** Task requirements **
Nothing but the lines from the one containing "# point at: gray" through the last line of the entries should appear in the output, each verbatim.
*** Material to process Section Begins ***
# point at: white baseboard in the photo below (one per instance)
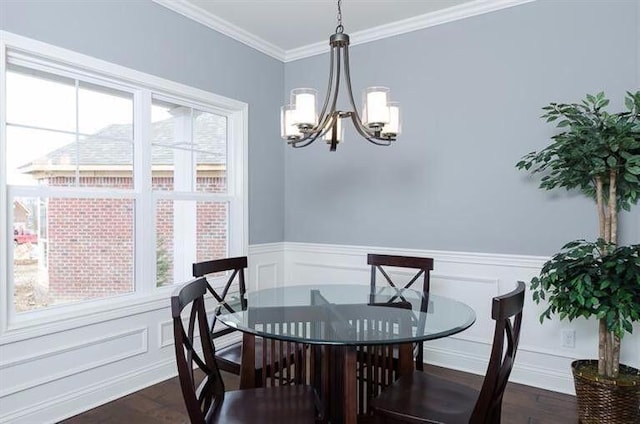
(471, 277)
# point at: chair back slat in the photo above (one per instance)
(201, 398)
(507, 312)
(424, 266)
(207, 269)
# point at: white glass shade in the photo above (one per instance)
(375, 109)
(304, 101)
(288, 130)
(340, 132)
(392, 129)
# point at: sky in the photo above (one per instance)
(48, 108)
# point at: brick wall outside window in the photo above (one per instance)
(90, 241)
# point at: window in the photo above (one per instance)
(101, 167)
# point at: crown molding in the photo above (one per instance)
(455, 13)
(207, 19)
(462, 11)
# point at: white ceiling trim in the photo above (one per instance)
(462, 11)
(207, 19)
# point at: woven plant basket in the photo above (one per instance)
(606, 401)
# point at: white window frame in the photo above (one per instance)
(146, 295)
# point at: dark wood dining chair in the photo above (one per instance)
(425, 398)
(422, 267)
(229, 357)
(203, 390)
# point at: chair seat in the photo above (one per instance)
(425, 395)
(277, 405)
(229, 357)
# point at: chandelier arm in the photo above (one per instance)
(336, 88)
(321, 117)
(296, 143)
(355, 117)
(370, 138)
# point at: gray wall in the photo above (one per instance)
(150, 38)
(471, 93)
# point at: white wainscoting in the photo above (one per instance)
(473, 278)
(70, 368)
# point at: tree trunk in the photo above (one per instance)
(602, 346)
(616, 356)
(600, 206)
(613, 206)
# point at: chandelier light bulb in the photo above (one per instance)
(376, 107)
(392, 129)
(304, 101)
(288, 130)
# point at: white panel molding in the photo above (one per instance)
(266, 266)
(56, 408)
(541, 361)
(518, 261)
(455, 13)
(51, 377)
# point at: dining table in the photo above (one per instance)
(341, 324)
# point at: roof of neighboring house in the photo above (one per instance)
(110, 146)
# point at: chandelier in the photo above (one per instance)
(301, 125)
*** Material to process Section Ends ***
** Response to this task **
# point at: gray wall in the photo above (one per instance)
(150, 38)
(471, 93)
# point at: white wainscoting in the photo above (one per instance)
(473, 278)
(70, 368)
# point at: tree trunk in the photo above (one per instance)
(602, 346)
(616, 356)
(600, 206)
(613, 206)
# point at: chandelier light bulb in the photo above (one per instance)
(376, 107)
(392, 129)
(304, 101)
(288, 130)
# point at: white panel molding in the photo above (one per instance)
(266, 266)
(56, 408)
(541, 361)
(518, 261)
(455, 13)
(51, 377)
# point at: dining table in the photo above (one per instance)
(341, 324)
# point at: roof of neighboring house in the photo above (one per instance)
(110, 146)
# point at: chandelier in the photo above (one per instance)
(301, 125)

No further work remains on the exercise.